● **Text**
=====

Living An Artist's Life

I admit it.
I've never been so happy. People notice. Sometimes folks ask me about my life and then squint at me while I answer, like they're seeing through some dense fog, trying to imagine such a thing as doing what you love... and making your living doing it. I’ve watched one or two walk away obviously unconvinced. It just "does not compute" for some.

 
I didn't always do what I loved, though. I held myself away from this challenge and this pleasure and the artist's life for years and years...

I told myself I’d get back to my art when I retired, when my daughter was grown, when my To-Do list was all crossed off, when I could build a studio first, when I could find a whole, uninterrupted day/week/month to devote to it, when I owned all the right supplies, when I could be guaranteed up front that I would be successful at it, when I knew for sure that I had something unique to offer, when I could stop being afraid of failing, when I could stop being afraid.

 All those excuses, all that fear only served to keep me doing the thing I was less passionate about and kept me afraid. This fear starts early. I have spoken to hundreds and hundreds of third-graders as the representative “fine artist” in an arts program of a local school district, and I can count on at least one child per class asking, “What if you make a mistake?”

 
Oh my. This is the truth of it: almost every other brush stroke is a “mistake.” You lay one down, you assess how closely it came to the value/color/direction/ thickness/sharpness you had in mind. If it varied too far from your intention, you mix more paint and lay another one on top of it. Then you assess that one. Then you repeat that sequence until you have a finished painting.

It’s just paint.

 
Or is it? When you think of what painting (writing/drawing/sculpting/playing music/etc.) represents to someone who is a ‘derailed’ artist, or an artist who is learning a new medium, or a new artist, or someone who is not sure she CAN BE an artist at all, it’s a whole lot more.

 
It’s being willing to step outside of the safe, the ordinary, the approved, the sanctioned, the tried-and-true, in order to take risks and be vulnerable and unique and authentic and experimental and audacious , expressing to yourself that time spent making art is valuable… valuable to you and perhaps even to others down the line.

=====

● **Records provided**
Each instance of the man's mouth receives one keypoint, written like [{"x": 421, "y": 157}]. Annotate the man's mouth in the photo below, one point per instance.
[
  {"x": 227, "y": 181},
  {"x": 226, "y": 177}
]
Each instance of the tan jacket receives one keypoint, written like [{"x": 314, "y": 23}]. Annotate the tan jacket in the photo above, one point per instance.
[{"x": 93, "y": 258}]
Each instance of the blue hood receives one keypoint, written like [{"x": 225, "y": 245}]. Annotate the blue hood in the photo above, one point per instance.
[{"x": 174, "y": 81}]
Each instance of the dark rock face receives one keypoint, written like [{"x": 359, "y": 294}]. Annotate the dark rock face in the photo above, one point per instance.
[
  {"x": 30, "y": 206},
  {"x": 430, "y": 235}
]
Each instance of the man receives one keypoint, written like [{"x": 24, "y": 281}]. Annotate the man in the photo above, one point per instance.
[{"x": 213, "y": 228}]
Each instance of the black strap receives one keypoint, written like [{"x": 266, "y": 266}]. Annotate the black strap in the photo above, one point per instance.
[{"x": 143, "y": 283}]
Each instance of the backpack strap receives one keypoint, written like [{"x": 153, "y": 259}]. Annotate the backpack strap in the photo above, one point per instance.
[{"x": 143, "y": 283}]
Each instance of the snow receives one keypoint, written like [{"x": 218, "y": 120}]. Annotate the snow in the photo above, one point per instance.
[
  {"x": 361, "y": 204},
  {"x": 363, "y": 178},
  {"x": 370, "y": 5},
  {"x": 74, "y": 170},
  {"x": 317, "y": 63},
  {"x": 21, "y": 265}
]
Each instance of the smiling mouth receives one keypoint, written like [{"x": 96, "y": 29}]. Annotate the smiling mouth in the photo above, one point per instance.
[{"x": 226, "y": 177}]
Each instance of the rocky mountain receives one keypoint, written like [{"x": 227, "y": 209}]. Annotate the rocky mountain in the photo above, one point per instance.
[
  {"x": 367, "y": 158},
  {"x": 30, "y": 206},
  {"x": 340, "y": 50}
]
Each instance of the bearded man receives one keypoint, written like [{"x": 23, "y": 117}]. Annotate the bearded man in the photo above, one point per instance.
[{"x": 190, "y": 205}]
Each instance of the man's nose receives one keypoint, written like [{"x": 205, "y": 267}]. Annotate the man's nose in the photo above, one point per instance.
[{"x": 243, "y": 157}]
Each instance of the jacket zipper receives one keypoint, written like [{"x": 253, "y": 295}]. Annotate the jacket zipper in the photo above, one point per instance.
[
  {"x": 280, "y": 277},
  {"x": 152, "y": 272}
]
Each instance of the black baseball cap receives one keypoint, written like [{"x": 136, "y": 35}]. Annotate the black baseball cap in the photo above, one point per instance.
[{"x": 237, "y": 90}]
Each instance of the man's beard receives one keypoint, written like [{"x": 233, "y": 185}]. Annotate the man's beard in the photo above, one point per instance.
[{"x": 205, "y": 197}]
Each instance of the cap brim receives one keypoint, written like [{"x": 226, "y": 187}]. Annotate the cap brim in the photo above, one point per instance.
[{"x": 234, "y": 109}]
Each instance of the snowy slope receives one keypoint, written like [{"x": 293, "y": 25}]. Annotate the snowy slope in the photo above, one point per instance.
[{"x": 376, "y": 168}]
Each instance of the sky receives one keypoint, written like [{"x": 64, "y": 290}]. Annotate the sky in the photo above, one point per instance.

=====

● **Tasks to complete**
- A) Answer from the essay on living an artist's life:
(i) What question does at least one third-grader per class reliably ask?
(ii) In what role does the writer speak to third-graders?
(iii) According to the writer, how often is a brush stroke a "mistake"?
- B) Continue the essay on living an artist's life from the point where it stops.
The data is not needed for any task.

● **Numbered responses**
- A)
(i) "What if you make a mistake?"
(ii) As the representative "fine artist" in an arts program of a local school district.
(iii) Almost every other brush stroke.

- B)
 
When I started to paint again and then to show my new work to friends and patients, then to strangers, and then to take commissions and then to enter shows and then start a blog and a website to show my work to a wider circle yet, then to open a gallery… the very process of facing my fears, one brush stroke at a time, has made me braver. Every painting has made me a more experienced painter.

 
I’m now voracious in the never-ending process of adding to my skills and the range of paintings I make. I see potential paintings everywhere and in everyone. There isn’t enough time in the world for me to paint every painting I want to make.


Over this last year and a half I’ve been facing an enormous fear. I’m learning to dance. I’m taking classes, I make mistakes, I make a fool of myself, I apologize to everyone I dance with, but I’m learning. And sometimes I can make it all the way around the dance floor or get through a whole song and feel the magic of turning in step and moving to a beat and cooperating with a dance partner. I still feel fear, but I dance all the way through it. Isn’t that the way of it?

I encourage you to live the artist’s life: Create something for yourself today. Lay a stroke down. Write a sentence. Play a note or two or three. Dance a little. Dance a lot. Feel the fear and then do it anyway. You’re the artist of your life.

Life is good.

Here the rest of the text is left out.